PROBLEM STATEMENT: Extract the records below and copy each line unchanged.

(Extracted records)

· · · · · · ·

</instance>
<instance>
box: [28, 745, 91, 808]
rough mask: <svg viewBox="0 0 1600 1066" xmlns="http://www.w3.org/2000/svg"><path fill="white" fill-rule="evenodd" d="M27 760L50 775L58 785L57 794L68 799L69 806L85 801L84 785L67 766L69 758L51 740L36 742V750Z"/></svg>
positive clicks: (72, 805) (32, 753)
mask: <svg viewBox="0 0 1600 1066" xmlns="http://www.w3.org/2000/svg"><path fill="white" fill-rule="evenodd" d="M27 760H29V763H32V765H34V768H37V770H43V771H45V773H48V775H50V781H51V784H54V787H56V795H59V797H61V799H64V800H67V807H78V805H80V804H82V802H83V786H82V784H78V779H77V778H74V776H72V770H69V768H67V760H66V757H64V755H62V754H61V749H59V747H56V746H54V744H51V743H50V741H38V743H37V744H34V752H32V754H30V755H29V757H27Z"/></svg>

· · · · · · ·

SOLUTION FOR THIS PROBLEM:
</instance>
<instance>
box: [28, 745, 91, 808]
rough mask: <svg viewBox="0 0 1600 1066" xmlns="http://www.w3.org/2000/svg"><path fill="white" fill-rule="evenodd" d="M27 760L50 775L58 785L57 794L68 799L69 806L85 801L84 785L67 766L69 758L51 740L36 742V750Z"/></svg>
positive clicks: (72, 805) (32, 753)
mask: <svg viewBox="0 0 1600 1066" xmlns="http://www.w3.org/2000/svg"><path fill="white" fill-rule="evenodd" d="M27 760H29V763H32V765H34V768H37V770H43V771H45V773H48V775H50V781H51V784H54V787H56V795H59V797H61V799H64V800H67V807H78V805H80V804H82V802H83V786H82V784H78V779H77V778H74V776H72V770H69V768H67V760H66V757H64V755H62V754H61V749H59V747H56V746H54V744H51V743H50V741H38V743H37V744H34V752H32V754H30V755H29V757H27Z"/></svg>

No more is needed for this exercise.